> Source data
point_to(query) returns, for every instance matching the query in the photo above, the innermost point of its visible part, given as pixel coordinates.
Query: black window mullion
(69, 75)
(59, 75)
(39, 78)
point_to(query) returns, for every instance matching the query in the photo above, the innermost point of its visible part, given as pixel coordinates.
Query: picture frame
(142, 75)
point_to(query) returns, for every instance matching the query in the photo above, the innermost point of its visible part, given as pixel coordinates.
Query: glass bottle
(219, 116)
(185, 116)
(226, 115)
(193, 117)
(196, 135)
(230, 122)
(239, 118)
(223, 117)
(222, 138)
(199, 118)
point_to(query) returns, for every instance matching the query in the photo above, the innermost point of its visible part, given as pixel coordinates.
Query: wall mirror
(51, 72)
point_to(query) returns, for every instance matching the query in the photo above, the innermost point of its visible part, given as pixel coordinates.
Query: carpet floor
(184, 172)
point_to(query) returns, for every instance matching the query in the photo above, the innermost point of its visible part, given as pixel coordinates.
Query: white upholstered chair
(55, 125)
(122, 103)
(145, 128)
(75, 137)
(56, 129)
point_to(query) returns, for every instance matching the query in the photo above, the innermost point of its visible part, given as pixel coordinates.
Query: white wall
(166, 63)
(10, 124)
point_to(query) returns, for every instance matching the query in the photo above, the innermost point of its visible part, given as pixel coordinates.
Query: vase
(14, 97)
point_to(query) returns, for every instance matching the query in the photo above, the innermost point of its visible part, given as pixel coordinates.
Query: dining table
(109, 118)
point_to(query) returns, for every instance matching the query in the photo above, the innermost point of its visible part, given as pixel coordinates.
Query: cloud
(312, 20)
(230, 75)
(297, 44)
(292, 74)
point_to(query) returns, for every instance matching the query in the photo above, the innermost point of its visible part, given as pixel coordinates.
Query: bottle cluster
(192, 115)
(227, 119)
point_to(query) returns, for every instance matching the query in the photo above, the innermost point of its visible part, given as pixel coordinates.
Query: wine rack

> TASK TO COMPLETE
Once more, write out the entries exactly as they were written.

> EXPECTED ANSWER
point_to(query) returns, for every instance matching the query in the photo above, the innermost point of its visible part, given as pixel coordinates.
Query: black window mullion
(69, 75)
(59, 75)
(39, 78)
point_to(query) returns, for every instance matching the query in the photo above, the innermost point of its visible part, given as pixel coordinates.
Query: picture frame
(142, 75)
point_to(query) returns, for every instance matching the query in the photo above, the innermost point of its visible part, given as pixel coordinates.
Query: glass bottle
(219, 116)
(185, 116)
(226, 115)
(193, 117)
(196, 135)
(230, 122)
(239, 118)
(223, 117)
(222, 138)
(199, 118)
point_to(query) returns, for every instance matching the query in the photo above, the innermost point of its visible part, given as pixel coordinates.
Query: wall mirror
(51, 72)
point_to(query) returns, for every instance matching the query in the photo above, the innermost point of its visible part, given as pixel coordinates.
Query: carpet floor
(184, 172)
point_to(query) returns, for every instance matching the query in the photo above, the innermost point of its visible part, given as pixel coordinates.
Query: white upholstered chair
(55, 125)
(122, 103)
(145, 128)
(75, 137)
(56, 129)
point_to(query) returns, for every instance matching the query in the photo above, the innermost point of its visible part, given as pixel coordinates.
Query: white wall
(166, 63)
(10, 124)
point_to(query) returns, for every instance matching the query in the photo above, the innermost point of its visible part, given as pixel coordinates.
Query: vase
(14, 97)
point_to(query) returns, for every instance matching the query in the photo above, the innermost point of its visible part, given as pixel coordinates.
Query: dining table
(109, 118)
point_to(query) returns, for every instance matching the query in the photo above, the innermost point of its visible part, given as pixel coordinates.
Query: cloud
(312, 20)
(230, 75)
(297, 44)
(292, 74)
point_to(query) returns, for every instance matching the query in the photo above, the innermost point of its visible part, given as pixel coordinates.
Query: bottle cluster
(192, 115)
(227, 119)
point_to(query) returns, for every instance matching the query in the photo above, the innermost point of its visible part, given as pixel coordinates.
Query: wine rack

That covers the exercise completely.